*EXTRACTED TEXT:*
§ §
As a rapid increase of technology leads to a predominance of pilot and feasibility studies with often small sample sizes, validating a specific questionnaire is time consuming, costly, and may not be a priority. The adaptation of a well-designed questionnaire to a specific situation is an elegant and smart solution when both information and evidence is needed. In that case, careful consideration of which questionnaire items to use might facilitate the combination of outcomes for meta-analyses in order to generalize results and improve the quality of the outcome. Collaborative research efforts to jointly use and collect the same outcome measurements may provide progress in increasing the quality of the assessment of patient satisfaction with VC.
Apart from future studies on the measurement properties of the questionnaire of Mekhjian et al. (Reference Mekhjian, Turner, Gailiun and McCain19) and the TSUQ, a valuable suggestion is to define which domains and questionnaire items are important to measure patient satisfaction extensively. Garcia and Adelakun (Reference Garcia and Adelakun7) made the first attempt to identify contributing dimensions of patients’ satisfaction with VC. They proposed a framework that provides guidance on which generic dimensions should be included to measure patient satisfaction appropriately. However, examples of questionnaire items to be used were not provided. Consensus on these items could establish a standardized collection of outcomes and might counteract heterogeneity in outcome measurements. This could facilitate a large step toward a uniform assessment of patient satisfaction toward VC.
§ §
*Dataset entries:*

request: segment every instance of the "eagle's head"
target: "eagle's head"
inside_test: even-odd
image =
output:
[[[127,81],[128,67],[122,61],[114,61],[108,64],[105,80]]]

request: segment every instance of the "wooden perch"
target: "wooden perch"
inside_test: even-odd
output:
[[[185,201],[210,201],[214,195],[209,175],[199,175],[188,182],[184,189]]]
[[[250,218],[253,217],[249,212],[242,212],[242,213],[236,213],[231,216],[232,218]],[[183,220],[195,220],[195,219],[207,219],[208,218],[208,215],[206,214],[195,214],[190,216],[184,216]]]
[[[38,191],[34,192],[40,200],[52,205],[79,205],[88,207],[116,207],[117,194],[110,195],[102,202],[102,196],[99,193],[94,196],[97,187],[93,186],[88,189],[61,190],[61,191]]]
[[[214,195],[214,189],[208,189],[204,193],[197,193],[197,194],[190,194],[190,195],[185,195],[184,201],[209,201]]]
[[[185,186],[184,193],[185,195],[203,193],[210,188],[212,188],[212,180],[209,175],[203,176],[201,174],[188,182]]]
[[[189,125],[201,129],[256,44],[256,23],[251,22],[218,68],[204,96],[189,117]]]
§ §
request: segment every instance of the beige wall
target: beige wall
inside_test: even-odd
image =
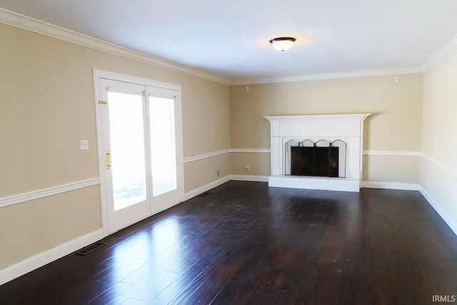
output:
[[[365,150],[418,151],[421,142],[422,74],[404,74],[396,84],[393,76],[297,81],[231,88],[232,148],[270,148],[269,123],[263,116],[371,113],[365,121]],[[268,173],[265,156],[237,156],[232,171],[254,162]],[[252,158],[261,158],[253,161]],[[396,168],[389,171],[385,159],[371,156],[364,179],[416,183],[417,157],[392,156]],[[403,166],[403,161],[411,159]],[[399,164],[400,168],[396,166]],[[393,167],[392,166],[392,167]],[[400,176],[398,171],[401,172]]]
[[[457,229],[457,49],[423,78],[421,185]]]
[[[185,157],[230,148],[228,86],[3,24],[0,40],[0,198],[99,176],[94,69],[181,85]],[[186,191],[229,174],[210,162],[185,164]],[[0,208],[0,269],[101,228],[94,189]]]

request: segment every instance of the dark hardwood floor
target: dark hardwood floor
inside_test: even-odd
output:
§ §
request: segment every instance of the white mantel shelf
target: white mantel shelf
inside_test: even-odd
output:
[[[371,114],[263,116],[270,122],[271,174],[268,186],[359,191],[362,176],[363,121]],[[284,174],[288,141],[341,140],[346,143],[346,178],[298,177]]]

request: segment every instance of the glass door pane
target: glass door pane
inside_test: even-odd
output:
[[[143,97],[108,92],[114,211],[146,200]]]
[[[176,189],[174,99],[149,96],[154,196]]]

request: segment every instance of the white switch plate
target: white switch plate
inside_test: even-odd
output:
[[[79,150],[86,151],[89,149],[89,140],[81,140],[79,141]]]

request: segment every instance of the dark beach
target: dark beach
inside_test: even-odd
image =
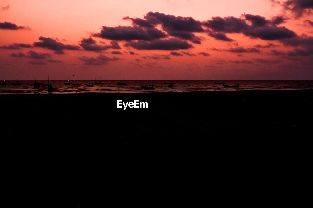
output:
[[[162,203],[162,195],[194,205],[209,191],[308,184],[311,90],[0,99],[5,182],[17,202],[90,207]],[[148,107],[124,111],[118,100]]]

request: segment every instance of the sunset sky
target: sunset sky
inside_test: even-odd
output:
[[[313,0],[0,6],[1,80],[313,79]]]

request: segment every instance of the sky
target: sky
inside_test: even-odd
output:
§ §
*ASSIGNMENT:* According to the text on patient satisfaction with VC, what did the framework proposed by Garcia and Adelakun not provide?

*EXERCISE ANSWER:* It did not provide examples of questionnaire items to be used.